--- EXERCISE PROMPT ---
Reproduce verbatim the lines of the listing below, starting at the line containing "batch is window." and ending at the line containing "xmin=231 ymin=37 xmax=343 ymax=229", with both of those lines included.

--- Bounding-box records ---
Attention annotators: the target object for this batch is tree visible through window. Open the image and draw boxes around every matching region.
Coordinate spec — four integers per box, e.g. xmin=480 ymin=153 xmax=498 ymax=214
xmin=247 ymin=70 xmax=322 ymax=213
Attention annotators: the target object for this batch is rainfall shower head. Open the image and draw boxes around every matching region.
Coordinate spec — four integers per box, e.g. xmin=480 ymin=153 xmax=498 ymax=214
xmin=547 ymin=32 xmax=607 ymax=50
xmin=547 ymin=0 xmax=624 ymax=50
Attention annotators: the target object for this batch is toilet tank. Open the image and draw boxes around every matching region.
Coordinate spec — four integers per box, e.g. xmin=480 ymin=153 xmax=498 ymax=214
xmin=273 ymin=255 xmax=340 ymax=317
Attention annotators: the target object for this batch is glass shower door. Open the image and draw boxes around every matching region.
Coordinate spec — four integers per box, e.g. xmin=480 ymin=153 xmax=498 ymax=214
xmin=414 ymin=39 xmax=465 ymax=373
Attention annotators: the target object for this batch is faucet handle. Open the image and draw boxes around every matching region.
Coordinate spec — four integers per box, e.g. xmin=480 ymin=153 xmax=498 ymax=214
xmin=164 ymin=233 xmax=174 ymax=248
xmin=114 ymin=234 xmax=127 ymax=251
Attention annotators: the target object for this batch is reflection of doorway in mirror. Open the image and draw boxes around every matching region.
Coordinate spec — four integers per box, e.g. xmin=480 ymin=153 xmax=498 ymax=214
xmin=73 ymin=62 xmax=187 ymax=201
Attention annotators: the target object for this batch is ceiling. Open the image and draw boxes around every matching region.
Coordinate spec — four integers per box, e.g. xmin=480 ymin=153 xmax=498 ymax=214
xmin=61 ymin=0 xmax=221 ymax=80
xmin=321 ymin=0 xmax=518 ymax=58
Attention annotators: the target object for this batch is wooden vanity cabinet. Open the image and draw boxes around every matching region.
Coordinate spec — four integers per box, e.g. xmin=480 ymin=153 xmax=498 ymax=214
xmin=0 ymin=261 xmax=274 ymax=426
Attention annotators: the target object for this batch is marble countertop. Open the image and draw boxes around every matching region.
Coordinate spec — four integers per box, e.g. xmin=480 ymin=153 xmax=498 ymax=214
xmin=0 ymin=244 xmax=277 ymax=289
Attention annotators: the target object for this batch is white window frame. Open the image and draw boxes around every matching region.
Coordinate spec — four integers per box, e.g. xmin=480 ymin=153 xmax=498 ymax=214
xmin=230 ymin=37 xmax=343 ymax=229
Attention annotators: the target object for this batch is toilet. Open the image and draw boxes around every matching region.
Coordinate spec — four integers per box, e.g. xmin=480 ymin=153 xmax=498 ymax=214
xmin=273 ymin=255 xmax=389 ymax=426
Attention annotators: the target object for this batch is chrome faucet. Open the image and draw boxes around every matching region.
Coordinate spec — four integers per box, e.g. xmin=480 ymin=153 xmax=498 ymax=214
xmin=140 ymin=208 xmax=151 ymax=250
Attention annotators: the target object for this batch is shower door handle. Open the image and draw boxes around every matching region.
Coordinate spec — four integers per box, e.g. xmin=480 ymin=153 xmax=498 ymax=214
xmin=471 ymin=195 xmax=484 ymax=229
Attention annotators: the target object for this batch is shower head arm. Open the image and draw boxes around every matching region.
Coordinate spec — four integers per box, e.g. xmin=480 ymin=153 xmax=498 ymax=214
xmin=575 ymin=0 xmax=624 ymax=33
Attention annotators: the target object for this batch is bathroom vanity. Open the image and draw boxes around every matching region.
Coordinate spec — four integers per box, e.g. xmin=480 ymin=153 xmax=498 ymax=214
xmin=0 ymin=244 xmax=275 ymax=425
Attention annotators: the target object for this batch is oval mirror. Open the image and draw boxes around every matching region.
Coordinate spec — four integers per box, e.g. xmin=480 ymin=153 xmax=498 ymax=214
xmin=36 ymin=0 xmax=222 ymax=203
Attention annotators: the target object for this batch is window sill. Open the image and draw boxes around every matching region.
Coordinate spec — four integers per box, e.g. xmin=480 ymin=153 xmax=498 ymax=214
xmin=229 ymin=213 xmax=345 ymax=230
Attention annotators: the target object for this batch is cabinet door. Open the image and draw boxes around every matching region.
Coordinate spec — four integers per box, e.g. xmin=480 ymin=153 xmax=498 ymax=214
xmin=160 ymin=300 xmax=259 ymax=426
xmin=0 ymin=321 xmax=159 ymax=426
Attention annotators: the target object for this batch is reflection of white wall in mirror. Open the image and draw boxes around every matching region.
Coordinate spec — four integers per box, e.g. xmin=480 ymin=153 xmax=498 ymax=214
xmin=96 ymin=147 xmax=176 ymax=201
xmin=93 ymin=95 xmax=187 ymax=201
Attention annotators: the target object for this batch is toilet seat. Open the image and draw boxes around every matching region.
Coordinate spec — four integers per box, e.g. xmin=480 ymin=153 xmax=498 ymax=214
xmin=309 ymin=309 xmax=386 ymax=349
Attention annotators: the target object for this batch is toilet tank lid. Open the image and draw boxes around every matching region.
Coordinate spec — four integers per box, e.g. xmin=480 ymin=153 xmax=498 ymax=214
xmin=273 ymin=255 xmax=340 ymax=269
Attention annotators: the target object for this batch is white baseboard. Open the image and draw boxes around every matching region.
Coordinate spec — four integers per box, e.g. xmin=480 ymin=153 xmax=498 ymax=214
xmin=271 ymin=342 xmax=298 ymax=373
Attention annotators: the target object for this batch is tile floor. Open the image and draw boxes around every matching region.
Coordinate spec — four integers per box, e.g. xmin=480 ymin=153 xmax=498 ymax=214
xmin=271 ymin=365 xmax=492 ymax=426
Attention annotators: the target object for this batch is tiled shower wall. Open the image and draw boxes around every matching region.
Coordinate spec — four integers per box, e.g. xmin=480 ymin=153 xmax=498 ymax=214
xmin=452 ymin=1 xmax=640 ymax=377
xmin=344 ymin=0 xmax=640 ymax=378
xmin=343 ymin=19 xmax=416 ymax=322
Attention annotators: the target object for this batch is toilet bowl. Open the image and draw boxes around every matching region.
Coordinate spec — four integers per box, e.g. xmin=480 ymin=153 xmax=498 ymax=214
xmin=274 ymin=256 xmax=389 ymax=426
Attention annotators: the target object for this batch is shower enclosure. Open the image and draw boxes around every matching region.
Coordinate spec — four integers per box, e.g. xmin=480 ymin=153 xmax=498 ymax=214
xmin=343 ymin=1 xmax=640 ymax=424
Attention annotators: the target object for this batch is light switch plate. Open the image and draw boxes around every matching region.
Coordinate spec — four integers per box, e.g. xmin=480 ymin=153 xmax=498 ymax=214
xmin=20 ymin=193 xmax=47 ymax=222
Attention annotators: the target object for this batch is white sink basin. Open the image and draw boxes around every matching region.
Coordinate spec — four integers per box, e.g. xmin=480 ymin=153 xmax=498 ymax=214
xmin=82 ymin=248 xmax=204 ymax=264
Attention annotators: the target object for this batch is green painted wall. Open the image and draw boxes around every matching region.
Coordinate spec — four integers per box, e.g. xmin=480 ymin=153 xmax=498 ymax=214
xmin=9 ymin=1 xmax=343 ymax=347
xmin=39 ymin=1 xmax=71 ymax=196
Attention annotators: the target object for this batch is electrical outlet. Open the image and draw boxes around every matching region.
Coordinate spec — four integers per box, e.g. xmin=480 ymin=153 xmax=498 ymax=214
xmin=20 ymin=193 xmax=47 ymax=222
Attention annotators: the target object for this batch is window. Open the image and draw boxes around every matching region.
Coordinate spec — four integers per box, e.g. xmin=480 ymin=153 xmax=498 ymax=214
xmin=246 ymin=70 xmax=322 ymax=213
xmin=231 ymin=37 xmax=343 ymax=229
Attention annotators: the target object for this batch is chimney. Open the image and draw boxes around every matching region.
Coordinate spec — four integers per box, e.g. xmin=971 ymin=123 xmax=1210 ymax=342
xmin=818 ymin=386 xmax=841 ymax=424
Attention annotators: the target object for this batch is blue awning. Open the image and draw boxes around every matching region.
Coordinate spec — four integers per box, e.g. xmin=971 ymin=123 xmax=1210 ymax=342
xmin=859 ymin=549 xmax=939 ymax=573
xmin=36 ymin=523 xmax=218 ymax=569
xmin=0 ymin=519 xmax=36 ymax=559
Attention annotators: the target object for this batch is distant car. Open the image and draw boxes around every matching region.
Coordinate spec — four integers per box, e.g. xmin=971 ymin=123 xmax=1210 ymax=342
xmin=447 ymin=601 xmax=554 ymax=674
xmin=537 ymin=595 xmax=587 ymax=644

--- SOLUTION ---
Attention annotators: the target object for this batch is window. Open the image and draw boxes around every matching region.
Coordinate spec — four integers per box, e.g. xmin=480 ymin=153 xmax=498 ymax=214
xmin=246 ymin=70 xmax=322 ymax=213
xmin=231 ymin=37 xmax=343 ymax=229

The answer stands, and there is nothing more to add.